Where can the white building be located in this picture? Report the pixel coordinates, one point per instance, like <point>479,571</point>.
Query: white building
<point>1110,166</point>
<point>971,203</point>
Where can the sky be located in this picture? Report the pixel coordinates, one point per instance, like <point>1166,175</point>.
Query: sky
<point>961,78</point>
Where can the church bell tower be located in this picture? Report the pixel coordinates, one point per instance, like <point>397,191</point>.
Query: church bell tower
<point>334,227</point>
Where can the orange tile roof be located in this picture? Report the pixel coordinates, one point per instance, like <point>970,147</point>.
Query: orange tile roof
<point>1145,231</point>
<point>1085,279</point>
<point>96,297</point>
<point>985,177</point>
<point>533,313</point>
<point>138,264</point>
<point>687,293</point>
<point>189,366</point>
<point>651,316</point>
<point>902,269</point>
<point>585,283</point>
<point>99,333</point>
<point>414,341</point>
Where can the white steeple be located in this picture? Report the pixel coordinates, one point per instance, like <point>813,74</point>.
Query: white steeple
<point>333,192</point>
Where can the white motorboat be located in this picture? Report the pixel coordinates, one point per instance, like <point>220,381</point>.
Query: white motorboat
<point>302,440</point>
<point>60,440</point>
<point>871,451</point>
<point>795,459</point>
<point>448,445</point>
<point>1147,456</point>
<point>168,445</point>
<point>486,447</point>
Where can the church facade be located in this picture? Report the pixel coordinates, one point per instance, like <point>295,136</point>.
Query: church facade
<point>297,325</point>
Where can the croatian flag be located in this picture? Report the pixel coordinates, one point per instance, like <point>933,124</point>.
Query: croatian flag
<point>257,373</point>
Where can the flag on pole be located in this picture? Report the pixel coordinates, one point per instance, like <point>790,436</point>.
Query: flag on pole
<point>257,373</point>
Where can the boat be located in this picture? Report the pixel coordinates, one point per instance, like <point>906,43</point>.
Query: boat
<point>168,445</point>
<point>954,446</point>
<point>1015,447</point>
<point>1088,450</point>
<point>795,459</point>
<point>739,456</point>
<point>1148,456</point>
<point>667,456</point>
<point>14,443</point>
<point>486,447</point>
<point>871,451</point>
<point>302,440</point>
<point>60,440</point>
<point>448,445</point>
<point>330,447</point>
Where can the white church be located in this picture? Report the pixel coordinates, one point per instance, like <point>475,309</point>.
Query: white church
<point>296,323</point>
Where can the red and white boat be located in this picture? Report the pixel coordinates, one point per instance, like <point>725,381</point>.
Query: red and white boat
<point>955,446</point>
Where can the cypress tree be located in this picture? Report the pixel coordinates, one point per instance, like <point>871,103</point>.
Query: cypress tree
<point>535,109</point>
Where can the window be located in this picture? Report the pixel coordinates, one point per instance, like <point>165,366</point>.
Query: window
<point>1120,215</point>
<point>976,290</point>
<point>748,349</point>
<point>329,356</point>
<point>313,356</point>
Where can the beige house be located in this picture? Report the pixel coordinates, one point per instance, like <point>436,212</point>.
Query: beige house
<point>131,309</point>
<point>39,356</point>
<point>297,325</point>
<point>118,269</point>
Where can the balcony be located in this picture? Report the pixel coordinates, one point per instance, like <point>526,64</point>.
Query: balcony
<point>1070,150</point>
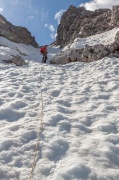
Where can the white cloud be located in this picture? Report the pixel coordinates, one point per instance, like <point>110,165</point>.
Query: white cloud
<point>51,28</point>
<point>58,15</point>
<point>98,4</point>
<point>46,25</point>
<point>1,10</point>
<point>53,36</point>
<point>30,18</point>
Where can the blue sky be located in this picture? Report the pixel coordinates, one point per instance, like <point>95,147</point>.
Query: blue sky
<point>41,17</point>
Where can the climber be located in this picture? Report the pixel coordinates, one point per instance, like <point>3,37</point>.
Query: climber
<point>43,51</point>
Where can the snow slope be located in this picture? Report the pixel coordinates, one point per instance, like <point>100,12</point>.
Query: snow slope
<point>80,135</point>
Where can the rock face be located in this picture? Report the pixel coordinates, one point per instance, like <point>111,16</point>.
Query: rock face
<point>88,53</point>
<point>79,22</point>
<point>16,33</point>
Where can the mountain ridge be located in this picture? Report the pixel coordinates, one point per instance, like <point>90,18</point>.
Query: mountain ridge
<point>79,22</point>
<point>16,34</point>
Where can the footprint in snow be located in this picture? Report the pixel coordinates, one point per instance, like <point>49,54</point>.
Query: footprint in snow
<point>55,93</point>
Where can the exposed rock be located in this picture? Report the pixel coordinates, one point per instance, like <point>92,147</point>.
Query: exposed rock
<point>16,33</point>
<point>16,60</point>
<point>88,53</point>
<point>79,22</point>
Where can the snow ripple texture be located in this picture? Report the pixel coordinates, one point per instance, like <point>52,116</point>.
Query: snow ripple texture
<point>80,139</point>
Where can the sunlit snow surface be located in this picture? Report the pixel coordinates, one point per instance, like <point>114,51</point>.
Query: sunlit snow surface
<point>80,138</point>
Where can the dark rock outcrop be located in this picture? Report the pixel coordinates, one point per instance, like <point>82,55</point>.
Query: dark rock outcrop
<point>16,33</point>
<point>79,22</point>
<point>88,53</point>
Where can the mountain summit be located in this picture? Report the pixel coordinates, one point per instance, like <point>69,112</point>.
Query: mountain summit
<point>16,33</point>
<point>79,22</point>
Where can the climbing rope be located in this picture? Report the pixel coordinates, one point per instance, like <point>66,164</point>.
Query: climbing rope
<point>39,131</point>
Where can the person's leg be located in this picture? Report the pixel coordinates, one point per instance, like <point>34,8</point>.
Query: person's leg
<point>45,58</point>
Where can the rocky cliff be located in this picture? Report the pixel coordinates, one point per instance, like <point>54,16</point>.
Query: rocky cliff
<point>16,33</point>
<point>79,22</point>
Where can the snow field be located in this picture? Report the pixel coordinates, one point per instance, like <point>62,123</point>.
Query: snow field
<point>80,137</point>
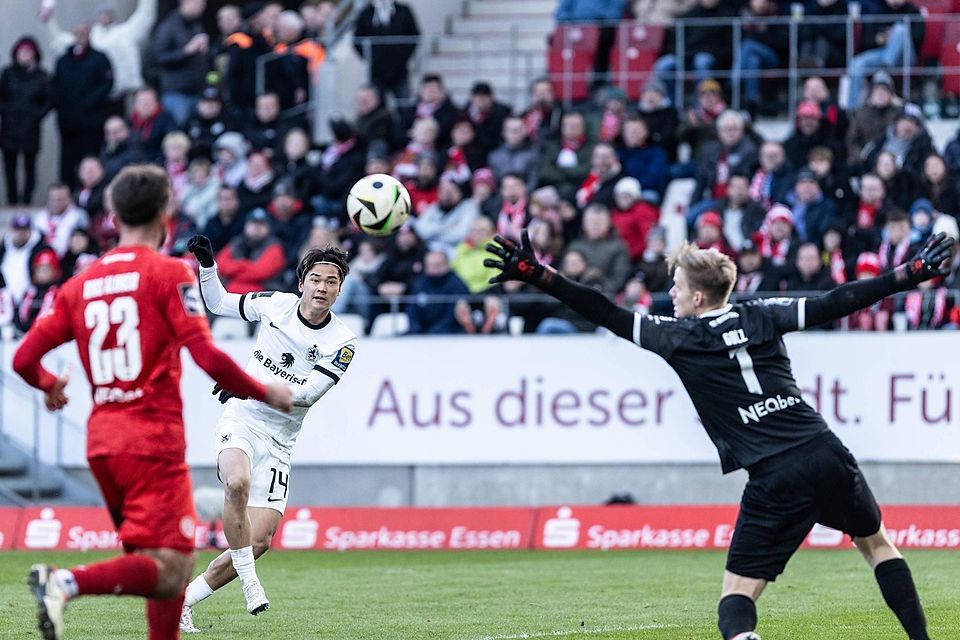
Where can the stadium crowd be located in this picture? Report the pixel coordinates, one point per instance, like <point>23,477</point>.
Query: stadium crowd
<point>849,193</point>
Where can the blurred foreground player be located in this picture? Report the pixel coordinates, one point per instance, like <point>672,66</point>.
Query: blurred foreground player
<point>130,312</point>
<point>733,363</point>
<point>301,343</point>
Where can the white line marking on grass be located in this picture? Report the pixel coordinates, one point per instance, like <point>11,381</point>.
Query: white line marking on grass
<point>577,632</point>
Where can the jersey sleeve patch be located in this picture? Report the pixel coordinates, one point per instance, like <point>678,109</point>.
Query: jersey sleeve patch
<point>190,297</point>
<point>343,358</point>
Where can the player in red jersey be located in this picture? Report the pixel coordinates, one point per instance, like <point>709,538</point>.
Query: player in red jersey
<point>130,312</point>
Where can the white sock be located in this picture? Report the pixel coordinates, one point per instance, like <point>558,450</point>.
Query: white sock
<point>197,590</point>
<point>243,563</point>
<point>67,582</point>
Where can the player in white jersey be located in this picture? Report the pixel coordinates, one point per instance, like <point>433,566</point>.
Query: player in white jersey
<point>299,342</point>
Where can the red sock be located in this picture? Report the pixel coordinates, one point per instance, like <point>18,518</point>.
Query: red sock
<point>129,575</point>
<point>163,618</point>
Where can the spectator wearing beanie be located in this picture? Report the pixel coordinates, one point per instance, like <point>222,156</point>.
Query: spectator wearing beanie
<point>181,48</point>
<point>604,250</point>
<point>119,147</point>
<point>642,158</point>
<point>45,276</point>
<point>876,317</point>
<point>487,116</point>
<point>810,131</point>
<point>82,83</point>
<point>150,123</point>
<point>632,216</point>
<point>661,116</point>
<point>710,234</point>
<point>122,42</point>
<point>252,261</point>
<point>515,155</point>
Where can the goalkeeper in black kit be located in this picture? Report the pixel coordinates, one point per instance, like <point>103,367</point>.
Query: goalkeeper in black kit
<point>733,363</point>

GIVEN PROBLEM: Replace every "picture" in the data above with "image" and write out all of the data again with nothing else changed. Leave the pictures out of your answer.

TASK RESPONSE:
Where can the white building be located in this image? Report the pixel coordinates, one point per instance, like <point>479,571</point>.
Query: white building
<point>1110,166</point>
<point>971,203</point>
Where can the sky be located in this image? Report the pixel coordinates, one point per instance, like <point>1166,175</point>.
Query: sky
<point>961,78</point>
Where can the church bell tower be located in this image? Report the pixel coordinates, one point per instance, like <point>397,191</point>.
Query: church bell tower
<point>334,227</point>
Where can the orange tile roof be located in this image? Report the pixel coordinates, one point per instance, like <point>970,147</point>.
Query: orange tile roof
<point>1145,231</point>
<point>1085,279</point>
<point>96,297</point>
<point>985,177</point>
<point>533,313</point>
<point>138,264</point>
<point>687,293</point>
<point>189,366</point>
<point>651,316</point>
<point>902,269</point>
<point>585,283</point>
<point>99,333</point>
<point>414,341</point>
Where can the white steeple be located in this image? Report the pixel coordinates, one point per instance, like <point>813,74</point>.
Query: white steeple
<point>333,192</point>
Where can the white motorboat be located in this image? Report the pixel coordinates, one point per instance, like <point>220,381</point>.
Query: white motorboat
<point>302,440</point>
<point>60,440</point>
<point>871,451</point>
<point>795,459</point>
<point>448,445</point>
<point>1147,456</point>
<point>168,445</point>
<point>486,447</point>
Where can the church facade be located in this image? Report the pixel coordinates, one point per instance, like <point>295,136</point>.
Query: church facade
<point>297,325</point>
Where can the croatian flag be located in this image? Report the pixel coordinates, one point per instance, like <point>933,124</point>.
Query: croatian flag
<point>257,373</point>
Where can the flag on pole be located in this image? Report the pixel coordinates, one point per instance, like <point>790,436</point>.
Query: flag on pole
<point>257,373</point>
Where can the boat be located in this image? Report the pixel coordinates, one point per instance, like <point>906,43</point>.
Query: boat
<point>168,445</point>
<point>954,446</point>
<point>1015,447</point>
<point>1088,450</point>
<point>795,459</point>
<point>739,456</point>
<point>1148,456</point>
<point>667,456</point>
<point>14,443</point>
<point>486,447</point>
<point>871,451</point>
<point>302,440</point>
<point>60,440</point>
<point>448,445</point>
<point>330,447</point>
Where can the white church be located in this image? Report the pixel coordinates, one point per instance, like <point>475,309</point>.
Query: white church
<point>296,323</point>
Where can the red and white boat be located in this image? Report the pixel coordinates, one point per instance, like <point>725,381</point>.
Query: red and white boat
<point>955,446</point>
Where can the cypress tree be located in this image? Report the pixel coordinates, one point per instance, like <point>871,103</point>.
Query: cypress tree
<point>535,109</point>
Where can the window be located in this image? Report the pixel coordinates, one point per instance, like <point>165,366</point>.
Query: window
<point>1120,215</point>
<point>976,290</point>
<point>748,349</point>
<point>329,356</point>
<point>313,356</point>
Where can the beige house be located in this image? Report the pixel coordinates, one point per instance, like <point>436,212</point>.
Query: beige house
<point>131,309</point>
<point>39,356</point>
<point>297,325</point>
<point>118,269</point>
Where can the balcony be located in this image? Report the pixel coordinates, one point per instance, like <point>526,64</point>.
Query: balcony
<point>1070,150</point>
Where can the white cloud be located in this image? Report the pixel coordinates, one point per instance, like <point>110,165</point>.
Query: white cloud
<point>51,28</point>
<point>58,15</point>
<point>98,4</point>
<point>46,25</point>
<point>1,10</point>
<point>53,36</point>
<point>30,18</point>
Where can the blue sky be located in this image? Report the pixel coordinates, one point per instance, like <point>95,147</point>.
Query: blue sky
<point>41,17</point>
Where can the climber be located in this image? Report the pixel coordinates, one point per instance, like <point>3,37</point>.
Query: climber
<point>43,51</point>
Where can the snow slope be located in this image? Report the pixel coordinates, one point per instance, like <point>100,12</point>.
Query: snow slope
<point>80,135</point>
Where can the rock face be located in this image? Report the pixel coordinates, one point per instance, like <point>111,16</point>.
Query: rock face
<point>88,53</point>
<point>79,22</point>
<point>16,33</point>
Where can the mountain ridge be located in this image? Report the pixel coordinates, one point per instance, like <point>90,18</point>.
Query: mountain ridge
<point>79,22</point>
<point>16,34</point>
Where can the footprint in snow be located in this image? Report the pixel coordinates, one point per instance, like <point>49,54</point>.
Query: footprint in snow
<point>55,93</point>
Where can the exposed rock be located in this image? Report the pixel coordinates, one point per instance, like <point>92,147</point>.
Query: exposed rock
<point>16,33</point>
<point>16,60</point>
<point>88,53</point>
<point>79,22</point>
Where can the snow ripple texture be located in this image? Report the pixel coordinates, one point per instance, like <point>52,116</point>.
Query: snow ripple texture
<point>80,139</point>
Where can the sunlit snow surface be located in this image? Report the pixel coordinates, one point per instance, like <point>114,51</point>.
Query: sunlit snow surface
<point>80,138</point>
Where can the dark rock outcrop be located in this image? Report the pixel coordinates, one point per instance, like <point>82,55</point>.
Query: dark rock outcrop
<point>16,33</point>
<point>79,22</point>
<point>88,53</point>
Where can the mountain summit be located in this image? Report the pixel coordinates, one point per instance, like <point>69,112</point>.
Query: mountain summit
<point>16,33</point>
<point>79,22</point>
Where can the climbing rope be located in this image? Report the pixel coordinates, one point per instance, like <point>66,164</point>.
Query: climbing rope
<point>39,131</point>
Where can the person's leg be located in this image? Report the pixel coordinates, one point per instance, like <point>34,8</point>.
Query: person's leg
<point>45,58</point>
Where can the rocky cliff be located in this image? Report the pixel coordinates, one point per instance, like <point>54,16</point>.
Query: rocky cliff
<point>16,33</point>
<point>79,22</point>
Where can the snow field be located in this image? Report the pixel coordinates, one point per instance, like <point>62,123</point>.
Query: snow field
<point>80,137</point>
Where can the stadium crowd be located in this image? Report the pixel coordinates, one point per instance, like <point>23,477</point>.
Query: stadium crowd
<point>849,193</point>
Where can the blurred foreground player be located in this image? Report the pixel coordinates, one point per instance, like <point>672,66</point>.
Query: blurred foreground player
<point>130,312</point>
<point>733,363</point>
<point>301,343</point>
Where can the white line marking on grass be located in this image? Report the pixel coordinates, one point per instance, like <point>11,381</point>.
Query: white line marking on grass
<point>577,632</point>
Where can the jersey sleeve patch be located in this image? Report the pixel coordinates, one point per instance, like <point>678,109</point>.
Query: jersey sleeve patch
<point>190,297</point>
<point>343,358</point>
Where can the player in red jersey be located in this image? Report the pixel coordinates, one point per instance, like <point>709,538</point>.
Query: player in red jersey
<point>130,312</point>
Where can the white sock be located in this image? Report the pixel coordinates, one point per instance, like <point>558,450</point>.
Query: white sock
<point>197,590</point>
<point>243,563</point>
<point>67,582</point>
Where can the player in white jersey be located in this image? Report the pixel coordinates, one point per instance, like <point>433,566</point>.
Query: player in white jersey
<point>299,342</point>
Where can the red sock be located in this image? Report the pixel coordinates, one point per instance, like <point>18,518</point>.
Query: red sock
<point>129,575</point>
<point>163,618</point>
Where can the spectator wearing beanie be located in this image? Report the pixel coordinates, one point per instance, like <point>222,156</point>.
Query: spectator wearing beanie
<point>181,48</point>
<point>604,250</point>
<point>119,147</point>
<point>642,158</point>
<point>45,276</point>
<point>876,317</point>
<point>487,116</point>
<point>810,131</point>
<point>82,83</point>
<point>150,123</point>
<point>632,216</point>
<point>661,116</point>
<point>710,234</point>
<point>122,42</point>
<point>252,261</point>
<point>515,155</point>
Where can the goalkeeper in black kit be located in this image? Report the pixel coordinates, one point per instance, like <point>103,367</point>.
Query: goalkeeper in black kit
<point>733,363</point>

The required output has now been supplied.